WORK TO COMPLETE:
Every entry needs to be repeated exactly, with nothing left out.

AVAILABLE DATA:
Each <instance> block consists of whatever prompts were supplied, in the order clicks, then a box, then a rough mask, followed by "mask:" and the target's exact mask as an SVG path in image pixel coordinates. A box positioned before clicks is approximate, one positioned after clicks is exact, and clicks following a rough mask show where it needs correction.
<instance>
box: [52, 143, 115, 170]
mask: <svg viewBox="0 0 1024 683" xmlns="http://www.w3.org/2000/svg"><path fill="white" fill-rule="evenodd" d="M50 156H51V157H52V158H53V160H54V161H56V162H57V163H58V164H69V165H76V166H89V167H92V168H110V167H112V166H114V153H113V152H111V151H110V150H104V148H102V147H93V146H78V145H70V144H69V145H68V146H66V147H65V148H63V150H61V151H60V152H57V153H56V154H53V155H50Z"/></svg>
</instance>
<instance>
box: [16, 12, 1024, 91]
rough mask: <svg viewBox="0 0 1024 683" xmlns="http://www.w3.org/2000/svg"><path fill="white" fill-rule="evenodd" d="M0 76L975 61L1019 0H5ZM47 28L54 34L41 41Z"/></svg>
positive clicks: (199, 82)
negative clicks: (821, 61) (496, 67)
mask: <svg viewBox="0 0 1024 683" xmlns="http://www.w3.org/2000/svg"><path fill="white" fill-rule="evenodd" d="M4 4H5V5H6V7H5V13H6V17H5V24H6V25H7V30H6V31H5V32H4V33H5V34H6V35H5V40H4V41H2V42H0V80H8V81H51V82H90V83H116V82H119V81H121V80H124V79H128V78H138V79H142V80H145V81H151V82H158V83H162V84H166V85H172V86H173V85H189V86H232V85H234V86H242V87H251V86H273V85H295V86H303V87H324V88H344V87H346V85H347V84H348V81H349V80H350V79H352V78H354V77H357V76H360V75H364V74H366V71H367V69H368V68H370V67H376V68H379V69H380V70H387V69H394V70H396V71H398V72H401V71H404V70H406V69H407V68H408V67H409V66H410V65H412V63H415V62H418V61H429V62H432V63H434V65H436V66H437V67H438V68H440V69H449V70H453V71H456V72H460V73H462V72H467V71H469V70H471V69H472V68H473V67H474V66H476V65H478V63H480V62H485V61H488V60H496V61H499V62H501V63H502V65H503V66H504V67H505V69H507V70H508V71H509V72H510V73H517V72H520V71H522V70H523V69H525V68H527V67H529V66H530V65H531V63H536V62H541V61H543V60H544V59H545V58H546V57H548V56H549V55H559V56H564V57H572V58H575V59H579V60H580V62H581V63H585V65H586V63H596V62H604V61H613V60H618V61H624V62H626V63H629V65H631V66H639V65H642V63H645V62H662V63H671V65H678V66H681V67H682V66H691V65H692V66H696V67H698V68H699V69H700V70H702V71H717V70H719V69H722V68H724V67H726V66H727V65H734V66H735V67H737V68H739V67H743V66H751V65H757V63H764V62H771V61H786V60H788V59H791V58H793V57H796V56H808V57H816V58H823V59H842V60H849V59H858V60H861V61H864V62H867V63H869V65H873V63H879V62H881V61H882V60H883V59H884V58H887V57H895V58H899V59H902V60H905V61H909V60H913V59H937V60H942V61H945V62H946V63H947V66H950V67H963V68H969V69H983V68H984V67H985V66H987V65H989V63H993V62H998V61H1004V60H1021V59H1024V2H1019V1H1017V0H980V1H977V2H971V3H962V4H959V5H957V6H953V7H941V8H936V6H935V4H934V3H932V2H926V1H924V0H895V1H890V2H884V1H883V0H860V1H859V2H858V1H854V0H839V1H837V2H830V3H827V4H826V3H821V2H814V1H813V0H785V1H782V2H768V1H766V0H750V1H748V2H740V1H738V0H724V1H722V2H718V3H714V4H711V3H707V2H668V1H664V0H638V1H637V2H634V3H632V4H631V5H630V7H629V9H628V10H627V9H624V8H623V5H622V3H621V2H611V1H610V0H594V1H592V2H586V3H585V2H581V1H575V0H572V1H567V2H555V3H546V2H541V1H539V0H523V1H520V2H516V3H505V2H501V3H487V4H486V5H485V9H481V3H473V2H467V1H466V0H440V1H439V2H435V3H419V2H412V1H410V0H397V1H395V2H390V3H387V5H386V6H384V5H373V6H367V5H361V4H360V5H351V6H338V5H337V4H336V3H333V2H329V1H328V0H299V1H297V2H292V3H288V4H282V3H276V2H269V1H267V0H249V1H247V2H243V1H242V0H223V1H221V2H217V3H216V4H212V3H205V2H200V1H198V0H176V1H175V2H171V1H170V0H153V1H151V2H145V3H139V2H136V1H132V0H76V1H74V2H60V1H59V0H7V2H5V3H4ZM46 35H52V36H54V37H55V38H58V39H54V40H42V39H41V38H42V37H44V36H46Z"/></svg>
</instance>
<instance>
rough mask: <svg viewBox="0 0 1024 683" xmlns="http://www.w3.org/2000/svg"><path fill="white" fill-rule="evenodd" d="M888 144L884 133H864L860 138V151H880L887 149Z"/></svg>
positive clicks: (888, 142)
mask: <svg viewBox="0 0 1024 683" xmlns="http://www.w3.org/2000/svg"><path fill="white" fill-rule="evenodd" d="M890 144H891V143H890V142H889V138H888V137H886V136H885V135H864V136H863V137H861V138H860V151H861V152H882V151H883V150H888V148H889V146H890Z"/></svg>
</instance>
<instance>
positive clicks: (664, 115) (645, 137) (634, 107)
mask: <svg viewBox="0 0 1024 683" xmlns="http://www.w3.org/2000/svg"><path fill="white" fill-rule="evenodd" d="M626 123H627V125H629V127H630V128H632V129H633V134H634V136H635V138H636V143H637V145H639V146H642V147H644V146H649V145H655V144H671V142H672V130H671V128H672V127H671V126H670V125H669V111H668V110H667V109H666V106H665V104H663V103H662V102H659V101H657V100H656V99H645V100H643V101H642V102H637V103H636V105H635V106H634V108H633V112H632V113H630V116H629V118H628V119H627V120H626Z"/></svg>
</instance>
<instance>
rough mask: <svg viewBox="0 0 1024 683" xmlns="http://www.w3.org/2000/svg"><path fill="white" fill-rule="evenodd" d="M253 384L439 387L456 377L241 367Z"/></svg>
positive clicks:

TASK SOLUTION:
Each <instance> block consists of whatever prompts were supplied, in the order clicks, then a box, then a rough mask, followed by "mask:" and the target's exact mask as an SVG path in image pixel coordinates. A box positioned before clicks is approximate, one positioned after clicks is exact, and clicks following a rough mask show where it needs correction.
<instance>
box: [52, 143, 115, 170]
mask: <svg viewBox="0 0 1024 683" xmlns="http://www.w3.org/2000/svg"><path fill="white" fill-rule="evenodd" d="M50 156H51V157H52V158H53V160H54V161H56V162H57V163H58V164H69V165H76V166H89V167H92V168H110V167H112V166H114V153H113V152H111V151H110V150H104V148H102V147H93V146H78V145H70V144H69V145H68V146H66V147H65V148H63V150H61V151H60V152H57V153H56V154H53V155H50Z"/></svg>
</instance>
<instance>
box: [16, 12, 1024, 91]
rough mask: <svg viewBox="0 0 1024 683" xmlns="http://www.w3.org/2000/svg"><path fill="white" fill-rule="evenodd" d="M0 76L975 61L1019 0H5ZM47 28L54 34L41 41Z"/></svg>
positive clicks: (199, 82)
negative clicks: (821, 61) (496, 67)
mask: <svg viewBox="0 0 1024 683" xmlns="http://www.w3.org/2000/svg"><path fill="white" fill-rule="evenodd" d="M4 4H5V5H6V7H5V13H6V17H5V24H6V25H7V30H6V31H5V32H4V33H5V34H6V35H5V40H4V41H2V42H0V80H8V81H51V82H90V83H116V82H119V81H121V80H124V79H128V78H138V79H142V80H145V81H151V82H158V83H162V84H166V85H172V86H173V85H189V86H232V85H234V86H242V87H251V86H273V85H295V86H303V87H324V88H344V87H346V85H347V84H348V81H349V80H350V79H352V78H354V77H357V76H360V75H364V74H366V71H367V69H368V68H370V67H376V68H379V69H380V70H387V69H394V70H396V71H398V72H401V71H404V70H406V69H407V68H408V67H409V66H410V65H412V63H415V62H418V61H429V62H432V63H434V65H436V66H437V67H438V68H440V69H449V70H453V71H456V72H460V73H462V72H467V71H469V70H471V69H472V68H473V67H474V66H476V65H478V63H480V62H485V61H488V60H496V61H499V62H501V63H502V65H503V66H504V67H505V69H507V70H508V71H509V72H510V73H517V72H520V71H522V70H523V69H525V68H527V67H529V66H530V65H531V63H536V62H541V61H543V60H544V59H545V58H546V57H548V56H549V55H559V56H564V57H572V58H575V59H579V60H580V62H581V63H585V65H586V63H596V62H604V61H613V60H618V61H624V62H626V63H629V65H631V66H639V65H642V63H645V62H662V63H671V65H678V66H681V67H682V66H691V65H692V66H696V67H698V68H699V69H700V70H702V71H717V70H719V69H722V68H724V67H726V66H727V65H734V66H735V67H737V68H739V67H743V66H751V65H757V63H764V62H771V61H786V60H788V59H791V58H793V57H796V56H808V57H816V58H823V59H842V60H849V59H858V60H861V61H864V62H867V63H869V65H873V63H879V62H881V61H882V60H883V59H884V58H887V57H895V58H899V59H902V60H905V61H909V60H913V59H937V60H942V61H945V62H946V63H947V66H950V67H963V68H969V69H983V68H984V67H985V66H987V65H989V63H993V62H998V61H1004V60H1021V59H1024V2H1019V1H1017V0H980V1H977V2H971V3H962V4H959V5H957V6H953V7H941V8H936V6H935V4H934V3H932V2H926V1H924V0H895V1H890V2H884V1H883V0H860V1H859V2H858V1H854V0H839V1H837V2H830V3H827V4H826V3H821V2H814V1H813V0H785V1H782V2H768V1H766V0H750V1H748V2H740V1H738V0H724V1H722V2H718V3H714V4H711V3H707V2H668V1H664V0H638V1H637V2H634V3H632V4H631V5H630V7H629V9H628V10H627V9H624V8H623V5H622V3H621V2H611V1H610V0H594V1H592V2H586V3H585V2H581V1H575V0H572V1H567V2H555V3H546V2H541V1H539V0H523V1H520V2H516V3H505V2H501V3H487V4H486V5H485V9H481V3H473V2H467V1H466V0H440V1H439V2H435V3H419V2H412V1H410V0H397V1H395V2H390V3H387V5H386V6H384V5H373V6H367V5H361V4H360V5H351V6H338V5H337V4H336V3H333V2H329V1H328V0H299V1H297V2H292V3H288V4H282V3H276V2H269V1H267V0H249V1H247V2H243V1H242V0H223V1H221V2H217V3H216V4H212V3H205V2H200V1H198V0H176V1H175V2H171V1H170V0H153V1H151V2H145V3H139V2H136V1H132V0H76V1H74V2H60V1H59V0H7V2H5V3H4ZM46 35H52V36H54V37H55V38H58V39H54V40H42V39H41V38H42V37H44V36H46Z"/></svg>
</instance>
<instance>
rough mask: <svg viewBox="0 0 1024 683" xmlns="http://www.w3.org/2000/svg"><path fill="white" fill-rule="evenodd" d="M888 144L884 133H864L860 138V151H880L887 149Z"/></svg>
positive clicks: (888, 142)
mask: <svg viewBox="0 0 1024 683" xmlns="http://www.w3.org/2000/svg"><path fill="white" fill-rule="evenodd" d="M890 144H891V143H890V142H889V138H888V137H886V136H885V135H864V136H863V137H861V138H860V151H861V152H882V151H883V150H888V148H889V146H890Z"/></svg>
</instance>
<instance>
positive clicks: (664, 115) (645, 137) (634, 107)
mask: <svg viewBox="0 0 1024 683" xmlns="http://www.w3.org/2000/svg"><path fill="white" fill-rule="evenodd" d="M626 123H627V125H629V127H630V128H632V129H633V134H634V136H635V138H636V143H637V145H639V146H642V147H644V146H649V145H655V144H671V142H672V130H671V128H672V127H671V126H670V125H669V111H668V110H667V109H666V106H665V104H663V103H662V102H659V101H657V100H656V99H645V100H643V101H642V102H637V103H636V105H635V106H634V108H633V112H632V113H630V116H629V118H628V119H627V120H626Z"/></svg>
</instance>
<instance>
rough mask: <svg viewBox="0 0 1024 683" xmlns="http://www.w3.org/2000/svg"><path fill="white" fill-rule="evenodd" d="M253 384L439 387L456 377L241 367Z"/></svg>
positive clicks:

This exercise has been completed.